**EXERCISE DESCRIPTION:**
Retype, without alteration, each line from the line containing "with red tile" to the final line of the records.

:: GIVEN INFORMATION ::

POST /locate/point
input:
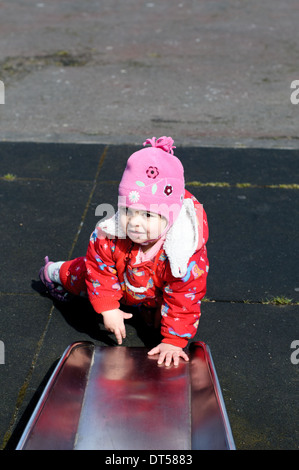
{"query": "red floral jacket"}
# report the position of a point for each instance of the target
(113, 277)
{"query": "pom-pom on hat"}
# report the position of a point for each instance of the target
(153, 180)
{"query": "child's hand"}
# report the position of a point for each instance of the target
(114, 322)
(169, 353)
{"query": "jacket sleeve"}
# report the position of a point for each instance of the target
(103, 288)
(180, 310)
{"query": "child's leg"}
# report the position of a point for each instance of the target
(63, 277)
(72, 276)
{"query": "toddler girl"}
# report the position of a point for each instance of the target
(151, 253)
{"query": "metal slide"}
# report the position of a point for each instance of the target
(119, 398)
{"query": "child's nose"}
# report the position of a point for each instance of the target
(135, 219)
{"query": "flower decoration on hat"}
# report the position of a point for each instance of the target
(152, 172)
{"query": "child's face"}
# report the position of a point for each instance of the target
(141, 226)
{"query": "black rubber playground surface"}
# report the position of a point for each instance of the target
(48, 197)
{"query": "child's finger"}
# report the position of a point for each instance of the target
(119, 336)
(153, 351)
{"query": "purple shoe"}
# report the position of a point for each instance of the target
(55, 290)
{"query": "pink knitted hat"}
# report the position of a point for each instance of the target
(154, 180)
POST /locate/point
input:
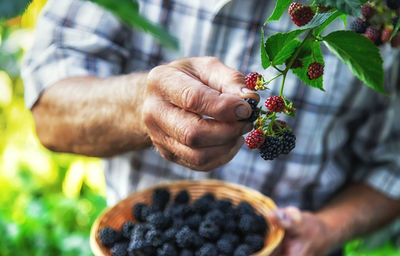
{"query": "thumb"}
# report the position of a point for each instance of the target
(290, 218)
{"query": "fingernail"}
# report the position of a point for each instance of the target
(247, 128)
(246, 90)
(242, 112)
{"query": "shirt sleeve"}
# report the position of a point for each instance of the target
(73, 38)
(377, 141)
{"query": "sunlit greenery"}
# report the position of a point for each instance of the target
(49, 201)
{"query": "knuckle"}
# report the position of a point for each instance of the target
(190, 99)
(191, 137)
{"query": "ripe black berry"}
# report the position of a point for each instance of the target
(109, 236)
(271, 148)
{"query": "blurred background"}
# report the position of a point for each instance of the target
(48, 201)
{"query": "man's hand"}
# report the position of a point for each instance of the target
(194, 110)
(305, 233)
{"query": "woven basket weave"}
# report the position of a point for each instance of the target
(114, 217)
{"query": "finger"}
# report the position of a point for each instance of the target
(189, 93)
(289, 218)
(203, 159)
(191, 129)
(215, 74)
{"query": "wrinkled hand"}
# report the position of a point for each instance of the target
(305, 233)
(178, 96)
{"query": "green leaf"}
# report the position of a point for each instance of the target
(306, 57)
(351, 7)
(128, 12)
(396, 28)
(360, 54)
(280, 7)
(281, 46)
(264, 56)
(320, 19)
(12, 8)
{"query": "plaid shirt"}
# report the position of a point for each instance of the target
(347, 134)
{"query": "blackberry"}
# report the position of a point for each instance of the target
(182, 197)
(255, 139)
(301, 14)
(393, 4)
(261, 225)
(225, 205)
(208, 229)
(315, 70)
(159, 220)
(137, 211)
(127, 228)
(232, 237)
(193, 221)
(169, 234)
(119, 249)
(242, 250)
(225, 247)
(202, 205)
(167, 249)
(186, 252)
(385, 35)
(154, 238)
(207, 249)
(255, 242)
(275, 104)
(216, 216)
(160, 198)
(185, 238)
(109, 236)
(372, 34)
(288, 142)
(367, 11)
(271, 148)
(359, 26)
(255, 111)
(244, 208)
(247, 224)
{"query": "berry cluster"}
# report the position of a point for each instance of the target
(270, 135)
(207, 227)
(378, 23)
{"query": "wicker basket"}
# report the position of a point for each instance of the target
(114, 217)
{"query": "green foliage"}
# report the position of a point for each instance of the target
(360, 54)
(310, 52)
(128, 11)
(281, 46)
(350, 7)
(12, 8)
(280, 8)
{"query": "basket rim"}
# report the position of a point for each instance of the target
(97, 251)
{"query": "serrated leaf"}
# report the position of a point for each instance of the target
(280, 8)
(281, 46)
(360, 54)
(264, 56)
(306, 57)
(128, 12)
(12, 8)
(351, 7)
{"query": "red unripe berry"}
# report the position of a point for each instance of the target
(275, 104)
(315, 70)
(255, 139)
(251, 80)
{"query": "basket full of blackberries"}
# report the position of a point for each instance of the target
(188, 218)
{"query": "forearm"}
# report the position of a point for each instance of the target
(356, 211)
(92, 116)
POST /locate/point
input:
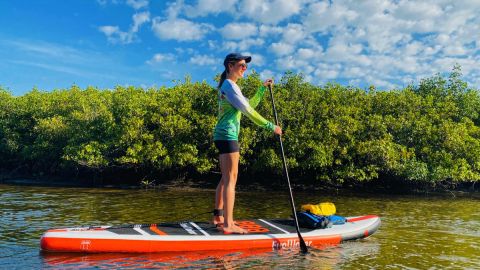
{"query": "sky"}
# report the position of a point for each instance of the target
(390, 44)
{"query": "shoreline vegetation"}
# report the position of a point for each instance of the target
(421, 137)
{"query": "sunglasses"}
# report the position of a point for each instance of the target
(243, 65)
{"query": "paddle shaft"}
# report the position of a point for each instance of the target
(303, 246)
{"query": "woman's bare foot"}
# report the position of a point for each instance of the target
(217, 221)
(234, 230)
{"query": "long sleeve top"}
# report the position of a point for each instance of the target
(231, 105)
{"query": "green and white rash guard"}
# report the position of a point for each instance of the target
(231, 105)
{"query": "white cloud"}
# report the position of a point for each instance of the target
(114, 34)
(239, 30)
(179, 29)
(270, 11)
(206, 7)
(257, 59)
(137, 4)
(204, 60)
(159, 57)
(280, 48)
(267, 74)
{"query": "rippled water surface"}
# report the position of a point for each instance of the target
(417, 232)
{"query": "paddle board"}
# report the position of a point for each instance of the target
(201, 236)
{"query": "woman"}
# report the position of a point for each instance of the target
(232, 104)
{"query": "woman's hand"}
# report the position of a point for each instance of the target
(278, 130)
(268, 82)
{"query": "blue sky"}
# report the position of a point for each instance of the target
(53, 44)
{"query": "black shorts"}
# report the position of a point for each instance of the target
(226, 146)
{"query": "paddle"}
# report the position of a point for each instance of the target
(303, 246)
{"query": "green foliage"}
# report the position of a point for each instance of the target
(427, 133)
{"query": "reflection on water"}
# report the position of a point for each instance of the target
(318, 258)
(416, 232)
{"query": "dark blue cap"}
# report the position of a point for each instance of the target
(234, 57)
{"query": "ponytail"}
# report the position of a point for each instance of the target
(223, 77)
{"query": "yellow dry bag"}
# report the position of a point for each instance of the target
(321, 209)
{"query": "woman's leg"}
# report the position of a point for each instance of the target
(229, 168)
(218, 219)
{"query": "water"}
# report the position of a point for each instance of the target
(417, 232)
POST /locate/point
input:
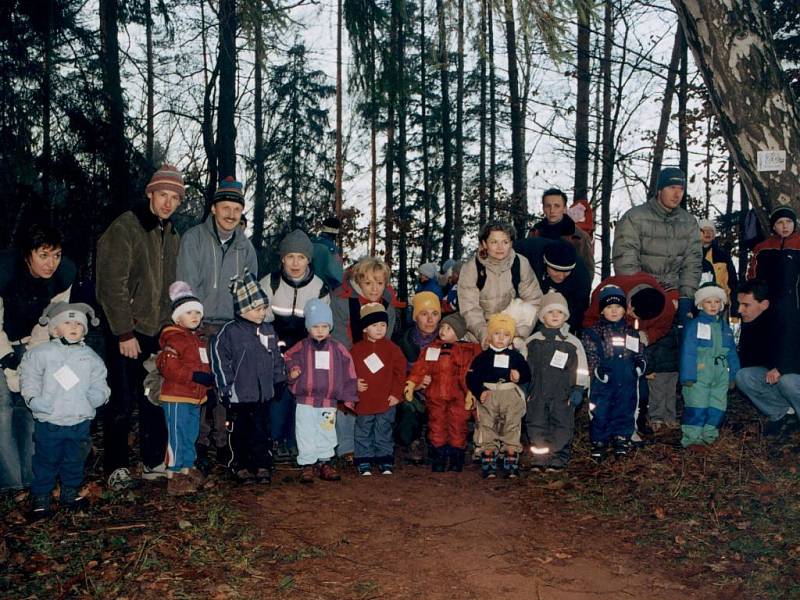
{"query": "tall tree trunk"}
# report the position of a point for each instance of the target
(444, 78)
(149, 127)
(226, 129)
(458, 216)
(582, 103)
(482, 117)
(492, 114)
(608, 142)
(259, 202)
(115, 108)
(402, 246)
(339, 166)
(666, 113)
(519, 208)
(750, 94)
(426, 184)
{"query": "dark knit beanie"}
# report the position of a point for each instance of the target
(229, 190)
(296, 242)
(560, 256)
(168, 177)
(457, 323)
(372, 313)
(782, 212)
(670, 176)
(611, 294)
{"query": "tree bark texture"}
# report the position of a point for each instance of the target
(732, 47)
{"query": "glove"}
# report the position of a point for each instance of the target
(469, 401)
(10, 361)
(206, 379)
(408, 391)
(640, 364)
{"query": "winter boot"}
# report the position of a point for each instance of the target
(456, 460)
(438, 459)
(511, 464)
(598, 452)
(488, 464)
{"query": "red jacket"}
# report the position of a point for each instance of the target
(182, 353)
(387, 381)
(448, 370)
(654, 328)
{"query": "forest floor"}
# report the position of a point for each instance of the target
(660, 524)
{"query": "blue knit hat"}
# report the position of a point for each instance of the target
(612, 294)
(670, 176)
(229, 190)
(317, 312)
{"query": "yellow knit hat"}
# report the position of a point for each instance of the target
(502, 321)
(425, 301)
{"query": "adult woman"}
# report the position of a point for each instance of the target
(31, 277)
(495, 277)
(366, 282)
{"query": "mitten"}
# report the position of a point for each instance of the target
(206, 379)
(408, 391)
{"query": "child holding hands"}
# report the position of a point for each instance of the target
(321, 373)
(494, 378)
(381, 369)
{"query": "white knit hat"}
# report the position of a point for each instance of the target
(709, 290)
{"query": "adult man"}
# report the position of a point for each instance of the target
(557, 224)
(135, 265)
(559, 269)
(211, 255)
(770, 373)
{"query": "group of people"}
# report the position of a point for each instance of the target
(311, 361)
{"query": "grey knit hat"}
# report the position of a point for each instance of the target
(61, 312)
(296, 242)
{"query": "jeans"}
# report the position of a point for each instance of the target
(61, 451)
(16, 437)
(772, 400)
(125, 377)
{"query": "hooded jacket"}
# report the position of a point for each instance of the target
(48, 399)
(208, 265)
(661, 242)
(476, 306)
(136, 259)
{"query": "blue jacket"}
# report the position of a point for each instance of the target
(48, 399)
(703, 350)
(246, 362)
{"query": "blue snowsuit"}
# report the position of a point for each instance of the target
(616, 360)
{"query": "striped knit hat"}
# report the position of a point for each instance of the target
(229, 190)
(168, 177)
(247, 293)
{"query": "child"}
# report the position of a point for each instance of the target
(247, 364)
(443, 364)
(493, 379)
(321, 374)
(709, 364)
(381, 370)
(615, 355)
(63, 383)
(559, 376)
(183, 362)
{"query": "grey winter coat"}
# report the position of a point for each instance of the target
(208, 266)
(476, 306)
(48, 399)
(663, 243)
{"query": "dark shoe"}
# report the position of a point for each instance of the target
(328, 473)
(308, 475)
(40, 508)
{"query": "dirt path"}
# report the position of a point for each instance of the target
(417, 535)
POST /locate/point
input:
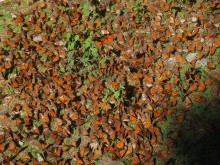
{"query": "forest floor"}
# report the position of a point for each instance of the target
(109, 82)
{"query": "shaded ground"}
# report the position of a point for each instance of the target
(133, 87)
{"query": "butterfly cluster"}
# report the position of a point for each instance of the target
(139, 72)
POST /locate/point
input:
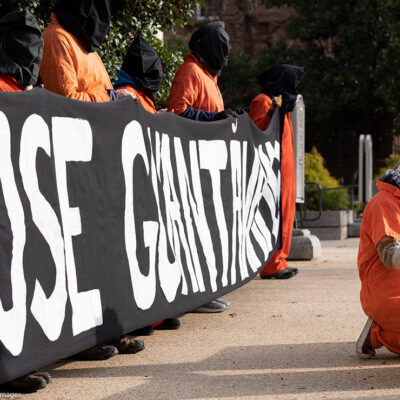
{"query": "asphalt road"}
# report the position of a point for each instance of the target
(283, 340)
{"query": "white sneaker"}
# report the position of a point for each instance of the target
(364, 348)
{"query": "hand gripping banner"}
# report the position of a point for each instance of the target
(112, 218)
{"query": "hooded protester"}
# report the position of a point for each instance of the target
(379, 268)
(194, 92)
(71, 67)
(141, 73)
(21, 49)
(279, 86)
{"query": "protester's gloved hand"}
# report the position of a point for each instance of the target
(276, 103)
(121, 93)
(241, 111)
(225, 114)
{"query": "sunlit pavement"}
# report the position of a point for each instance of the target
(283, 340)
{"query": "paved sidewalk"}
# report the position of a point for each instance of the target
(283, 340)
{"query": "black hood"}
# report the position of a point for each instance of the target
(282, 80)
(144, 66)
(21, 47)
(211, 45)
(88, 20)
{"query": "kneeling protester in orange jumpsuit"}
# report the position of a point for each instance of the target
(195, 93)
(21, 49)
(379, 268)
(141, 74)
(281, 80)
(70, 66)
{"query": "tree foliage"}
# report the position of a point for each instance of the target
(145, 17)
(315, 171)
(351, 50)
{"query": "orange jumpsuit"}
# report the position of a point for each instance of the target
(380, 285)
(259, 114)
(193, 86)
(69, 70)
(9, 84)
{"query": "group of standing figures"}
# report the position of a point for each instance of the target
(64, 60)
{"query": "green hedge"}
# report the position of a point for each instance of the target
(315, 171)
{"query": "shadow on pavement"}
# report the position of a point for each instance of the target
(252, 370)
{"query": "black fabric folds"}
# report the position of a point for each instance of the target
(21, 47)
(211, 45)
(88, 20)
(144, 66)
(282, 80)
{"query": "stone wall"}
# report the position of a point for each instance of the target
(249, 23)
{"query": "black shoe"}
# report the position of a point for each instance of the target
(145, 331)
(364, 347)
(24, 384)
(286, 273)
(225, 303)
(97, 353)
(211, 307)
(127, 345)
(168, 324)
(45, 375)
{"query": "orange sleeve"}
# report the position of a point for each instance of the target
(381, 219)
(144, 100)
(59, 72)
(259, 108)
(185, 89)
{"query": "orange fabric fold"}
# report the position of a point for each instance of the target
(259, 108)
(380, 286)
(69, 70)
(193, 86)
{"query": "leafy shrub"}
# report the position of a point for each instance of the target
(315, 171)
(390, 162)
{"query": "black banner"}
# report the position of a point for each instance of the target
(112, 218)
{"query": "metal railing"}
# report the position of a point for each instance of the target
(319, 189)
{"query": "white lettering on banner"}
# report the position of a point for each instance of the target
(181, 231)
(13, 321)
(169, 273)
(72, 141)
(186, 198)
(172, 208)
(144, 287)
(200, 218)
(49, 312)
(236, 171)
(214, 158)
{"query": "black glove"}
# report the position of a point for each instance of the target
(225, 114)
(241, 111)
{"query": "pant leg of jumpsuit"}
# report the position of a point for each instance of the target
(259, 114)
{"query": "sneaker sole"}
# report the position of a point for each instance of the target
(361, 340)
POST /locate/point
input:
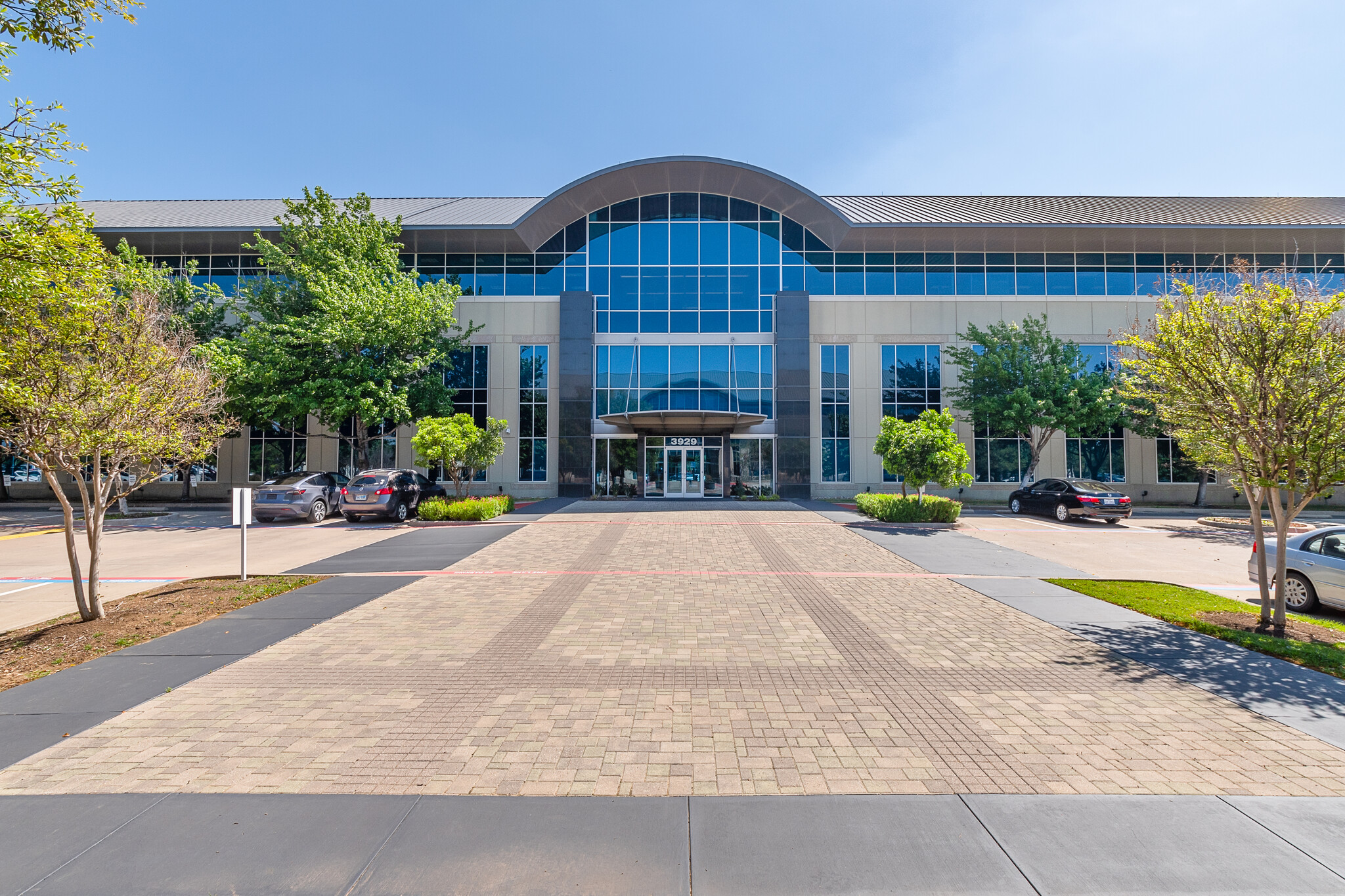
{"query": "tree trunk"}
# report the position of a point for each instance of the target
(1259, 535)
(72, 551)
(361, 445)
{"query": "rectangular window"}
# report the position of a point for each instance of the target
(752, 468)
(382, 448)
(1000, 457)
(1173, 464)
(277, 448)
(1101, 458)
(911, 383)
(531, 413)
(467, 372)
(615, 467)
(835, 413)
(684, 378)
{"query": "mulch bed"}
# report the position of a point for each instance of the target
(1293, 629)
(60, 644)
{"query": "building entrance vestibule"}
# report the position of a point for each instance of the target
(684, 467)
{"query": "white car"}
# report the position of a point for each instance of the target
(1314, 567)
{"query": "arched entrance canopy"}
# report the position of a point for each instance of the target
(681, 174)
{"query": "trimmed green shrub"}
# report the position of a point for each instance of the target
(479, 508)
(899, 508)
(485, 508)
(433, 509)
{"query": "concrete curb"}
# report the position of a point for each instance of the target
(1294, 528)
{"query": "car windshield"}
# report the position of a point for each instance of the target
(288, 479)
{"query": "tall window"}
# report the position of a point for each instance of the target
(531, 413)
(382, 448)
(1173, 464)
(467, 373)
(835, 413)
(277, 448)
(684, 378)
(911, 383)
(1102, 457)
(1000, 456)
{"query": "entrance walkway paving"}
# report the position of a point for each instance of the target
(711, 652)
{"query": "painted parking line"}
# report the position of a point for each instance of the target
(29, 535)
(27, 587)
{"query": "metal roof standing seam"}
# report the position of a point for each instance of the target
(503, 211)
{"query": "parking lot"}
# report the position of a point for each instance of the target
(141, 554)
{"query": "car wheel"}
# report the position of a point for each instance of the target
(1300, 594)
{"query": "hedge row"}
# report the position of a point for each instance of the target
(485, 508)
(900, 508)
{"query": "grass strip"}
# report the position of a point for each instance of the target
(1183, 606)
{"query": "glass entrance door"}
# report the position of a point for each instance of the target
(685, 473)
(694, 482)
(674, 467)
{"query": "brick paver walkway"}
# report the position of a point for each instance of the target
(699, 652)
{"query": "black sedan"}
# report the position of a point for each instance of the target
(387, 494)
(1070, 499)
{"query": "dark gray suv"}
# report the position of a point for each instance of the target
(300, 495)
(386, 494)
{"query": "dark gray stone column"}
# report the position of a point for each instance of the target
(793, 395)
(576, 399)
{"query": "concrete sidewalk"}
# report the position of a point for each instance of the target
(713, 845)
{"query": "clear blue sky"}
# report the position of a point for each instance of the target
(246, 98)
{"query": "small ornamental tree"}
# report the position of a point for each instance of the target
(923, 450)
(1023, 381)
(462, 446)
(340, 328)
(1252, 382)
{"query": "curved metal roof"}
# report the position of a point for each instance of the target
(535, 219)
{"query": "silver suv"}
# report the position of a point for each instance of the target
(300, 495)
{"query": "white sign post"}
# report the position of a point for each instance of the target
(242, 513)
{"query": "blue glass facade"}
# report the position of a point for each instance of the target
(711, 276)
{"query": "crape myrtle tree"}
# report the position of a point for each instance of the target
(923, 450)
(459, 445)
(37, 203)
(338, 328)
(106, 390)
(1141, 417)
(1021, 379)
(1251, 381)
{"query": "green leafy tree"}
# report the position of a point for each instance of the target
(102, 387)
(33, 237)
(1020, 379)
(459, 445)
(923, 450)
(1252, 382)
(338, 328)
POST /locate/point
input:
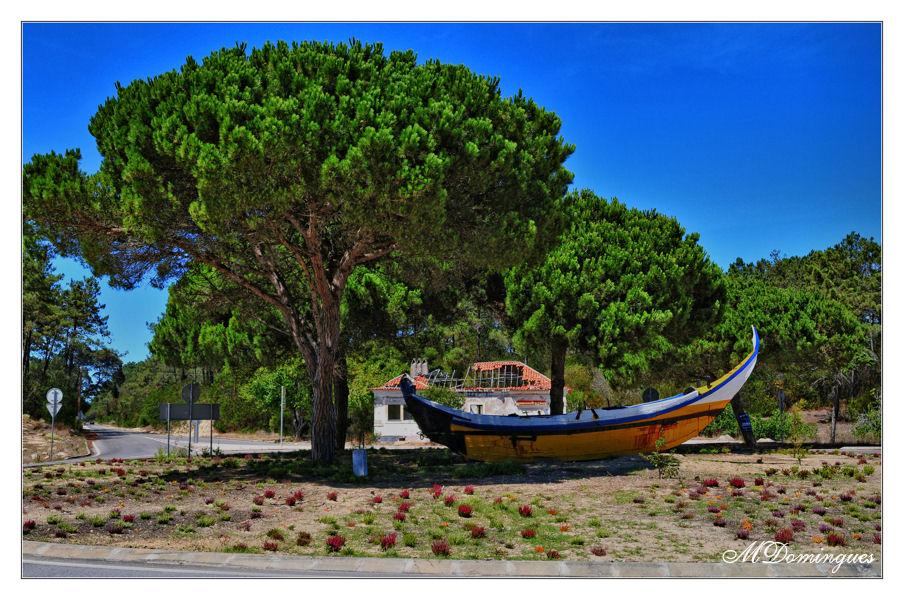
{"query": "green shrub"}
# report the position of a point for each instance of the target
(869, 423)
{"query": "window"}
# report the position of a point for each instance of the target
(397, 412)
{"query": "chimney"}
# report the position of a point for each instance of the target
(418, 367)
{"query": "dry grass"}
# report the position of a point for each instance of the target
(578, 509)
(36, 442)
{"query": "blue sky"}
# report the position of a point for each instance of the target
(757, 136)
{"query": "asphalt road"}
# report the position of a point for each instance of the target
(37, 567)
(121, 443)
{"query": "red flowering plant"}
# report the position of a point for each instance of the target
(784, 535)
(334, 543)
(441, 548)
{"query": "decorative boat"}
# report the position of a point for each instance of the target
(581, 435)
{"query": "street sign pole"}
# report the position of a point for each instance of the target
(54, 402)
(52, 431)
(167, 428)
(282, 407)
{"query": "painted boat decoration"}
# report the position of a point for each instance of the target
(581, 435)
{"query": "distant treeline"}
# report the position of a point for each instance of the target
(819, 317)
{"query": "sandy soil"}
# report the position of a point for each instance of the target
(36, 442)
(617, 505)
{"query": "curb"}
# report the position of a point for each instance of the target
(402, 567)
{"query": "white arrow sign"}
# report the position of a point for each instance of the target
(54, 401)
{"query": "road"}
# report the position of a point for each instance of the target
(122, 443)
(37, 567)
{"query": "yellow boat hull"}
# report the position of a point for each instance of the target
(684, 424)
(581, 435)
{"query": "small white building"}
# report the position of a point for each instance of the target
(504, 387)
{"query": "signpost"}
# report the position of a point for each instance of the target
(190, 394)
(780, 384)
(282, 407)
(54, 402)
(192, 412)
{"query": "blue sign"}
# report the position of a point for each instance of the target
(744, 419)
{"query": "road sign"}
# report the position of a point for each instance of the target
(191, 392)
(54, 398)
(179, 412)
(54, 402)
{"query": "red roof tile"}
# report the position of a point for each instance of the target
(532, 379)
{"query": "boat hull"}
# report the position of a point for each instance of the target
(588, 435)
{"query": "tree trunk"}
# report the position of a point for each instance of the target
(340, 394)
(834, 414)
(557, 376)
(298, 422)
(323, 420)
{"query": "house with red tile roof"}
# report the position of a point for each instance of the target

:::

**COMPLETE ANSWER:**
{"query": "house with red tile roof"}
# report the position of a point for each instance of the target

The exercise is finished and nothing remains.